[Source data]
###

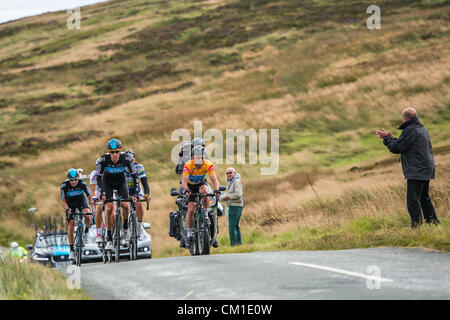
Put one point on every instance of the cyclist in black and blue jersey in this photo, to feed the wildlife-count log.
(111, 176)
(144, 194)
(75, 195)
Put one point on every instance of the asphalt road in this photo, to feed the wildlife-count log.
(378, 273)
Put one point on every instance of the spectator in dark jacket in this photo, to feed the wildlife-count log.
(417, 163)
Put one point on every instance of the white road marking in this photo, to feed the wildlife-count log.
(187, 295)
(349, 273)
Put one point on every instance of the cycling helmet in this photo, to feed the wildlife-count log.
(131, 154)
(197, 142)
(114, 145)
(73, 173)
(198, 151)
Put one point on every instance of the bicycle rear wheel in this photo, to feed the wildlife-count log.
(117, 226)
(205, 241)
(194, 246)
(133, 242)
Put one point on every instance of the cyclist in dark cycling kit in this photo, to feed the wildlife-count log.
(111, 176)
(75, 195)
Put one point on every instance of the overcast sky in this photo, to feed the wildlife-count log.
(15, 9)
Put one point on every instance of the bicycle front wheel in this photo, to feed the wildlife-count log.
(133, 244)
(117, 226)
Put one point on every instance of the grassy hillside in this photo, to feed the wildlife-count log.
(138, 70)
(26, 281)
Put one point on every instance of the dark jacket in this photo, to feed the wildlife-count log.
(415, 148)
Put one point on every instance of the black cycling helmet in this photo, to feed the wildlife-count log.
(131, 154)
(73, 174)
(114, 145)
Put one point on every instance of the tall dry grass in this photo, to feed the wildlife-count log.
(26, 281)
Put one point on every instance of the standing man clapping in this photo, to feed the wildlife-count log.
(417, 163)
(235, 202)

###

* Task brief
Only the lines from the one containing "Put one point on every instance of the cyclist in dark" through the final line above should be duplicated, exactly as they stand.

* Response
Put one point on every instance of the cyclist in dark cycling kit in this photo, to feed the wildlife-count log.
(111, 176)
(75, 195)
Put one point on every instance of the overcast sky in this photo, to feed the wildlife-count log.
(15, 9)
Put one point on every instance of the bicycle front wheel in this photo, to feed the wildlife-count log.
(133, 244)
(117, 226)
Put one point on every instance of the grassy hillside in this photo, to feed the wildlife-count log.
(138, 70)
(26, 281)
Put one point on every instance of the dark jacket in this photo, to feed the wildlife-count log.
(415, 148)
Put one point on every instance of the black cycling helmet in this photo, to feed the wildlife-count log.
(131, 154)
(73, 174)
(114, 145)
Put one point on every instance of the tall dry grass in this photo, to feed the wildlife-count log.
(26, 281)
Put one point on every instance of the standing man clapping in this photo, to feed the wildlife-count log.
(417, 163)
(235, 202)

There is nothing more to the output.